• _Text segment_
Queue up ten units (the maximum) and maybe try a third time with a larger starting force. Since you have half an hour to kill (that isn’t an exaggeration), you’ve got time to read some other reviews for this game. Really, it can’t be that bad – not when they’re actually charging money for it. Imagine my shock when I literally found another reviewer who wrote, in the text of their review, that the game moved so slowly that they actually stepped away from the game and started reading something else – the very thing I was doing at that exact moment.

At that point I had seen enough (and those of weaker constitution are also advised to avert their gaze). The ships in the game have hideously unimpressive visuals. When you see ships in space you expect them to fire brightly colored lasers. Your assault frigates fire large, dull green, spherical objects. In other words, they literally shoot peas. The character animation and appearances are on par with the grade school visual horror that was The Elephant Man.

The camera controls are imprecise and it is unnecessarily difficult to track or select your own units – often times when you zoom in you will blow right past your men, down to a micro level of nothingness where the raging battle between ugly ships is happening directly behind you (when I suggested those with low constitution avert their gaze, I did not anticipate that the camera itself would heed my advice). But you were silly to think that clicking on your ships and selecting them would matter anyway.

If you manage to select a unit, you are free to tell it what to do just as it is free to completely ignore your instructions. Ordering a ship to fly to a destination while outside of combat is just as likely as not to result in no movement whatsoever, while ordering a ship to move while it is in combat is completely reliable in that every instance the ship will pretend to move for one second, then stop and resume firing. And it will resume firing at whatever it damn well pleases, regardless of whatever object you got lucky enough to find the hit detection box to click on.

“Affirmative. I was briefed by Admiral Rangar. Did the evacuation begun?” sic, sic, sic.

• _Entries supplied_
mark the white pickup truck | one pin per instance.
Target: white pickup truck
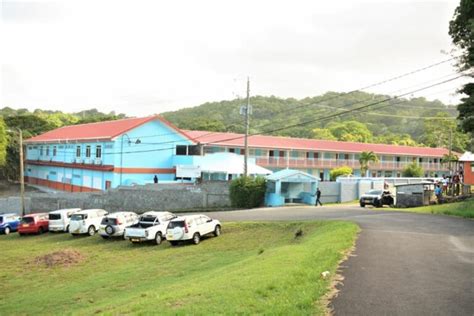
(151, 227)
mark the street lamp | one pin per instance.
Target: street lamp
(22, 177)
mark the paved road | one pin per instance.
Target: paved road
(404, 263)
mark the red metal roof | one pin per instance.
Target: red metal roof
(277, 142)
(98, 131)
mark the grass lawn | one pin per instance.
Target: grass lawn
(251, 268)
(463, 209)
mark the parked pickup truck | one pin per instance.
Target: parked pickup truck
(151, 227)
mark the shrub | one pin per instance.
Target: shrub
(413, 170)
(247, 192)
(341, 171)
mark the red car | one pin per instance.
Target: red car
(33, 224)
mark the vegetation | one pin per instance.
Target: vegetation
(413, 170)
(365, 158)
(341, 171)
(399, 122)
(247, 192)
(461, 30)
(252, 268)
(463, 209)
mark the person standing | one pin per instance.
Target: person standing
(318, 197)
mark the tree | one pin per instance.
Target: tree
(323, 133)
(413, 170)
(3, 142)
(461, 30)
(350, 131)
(365, 158)
(340, 171)
(442, 131)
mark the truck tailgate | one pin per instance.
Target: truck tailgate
(135, 232)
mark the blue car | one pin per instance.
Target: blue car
(9, 223)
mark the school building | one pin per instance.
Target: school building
(98, 156)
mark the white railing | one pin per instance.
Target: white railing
(282, 162)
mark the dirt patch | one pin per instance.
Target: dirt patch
(62, 258)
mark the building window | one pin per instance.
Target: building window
(181, 150)
(98, 151)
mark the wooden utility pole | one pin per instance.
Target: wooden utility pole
(247, 123)
(22, 177)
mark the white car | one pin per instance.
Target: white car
(86, 221)
(151, 227)
(59, 219)
(192, 227)
(114, 224)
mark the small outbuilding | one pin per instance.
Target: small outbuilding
(414, 194)
(290, 186)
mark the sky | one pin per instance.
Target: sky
(146, 57)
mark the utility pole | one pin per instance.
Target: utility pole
(450, 150)
(22, 177)
(247, 123)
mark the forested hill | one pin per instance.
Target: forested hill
(410, 122)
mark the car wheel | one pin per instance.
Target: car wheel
(109, 230)
(158, 238)
(196, 238)
(217, 231)
(91, 230)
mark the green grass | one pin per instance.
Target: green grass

• _Task list_
[A] Answer these questions about the game review, one per line:
(i) What is the maximum number of units you can queue up?
(ii) What do the assault frigates fire?
(iii) What does a ship do every time it is ordered to move while in combat?
[B] Copy the part of the game review between "If you manage" and "sic, sic, sic.", inclusive, word for word.

• _Answer list_
[A]
(i) Ten units.
(ii) Large, dull green, spherical objects.
(iii) It pretends to move for one second, then stops and resumes firing.

[B]
If you manage to select a unit, you are free to tell it what to do just as it is free to completely ignore your instructions. Ordering a ship to fly to a destination while outside of combat is just as likely as not to result in no movement whatsoever, while ordering a ship to move while it is in combat is completely reliable in that every instance the ship will pretend to move for one second, then stop and resume firing. And it will resume firing at whatever it damn well pleases, regardless of whatever object you got lucky enough to find the hit detection box to click on.

“Affirmative. I was briefed by Admiral Rangar. Did the evacuation begun?” sic, sic, sic.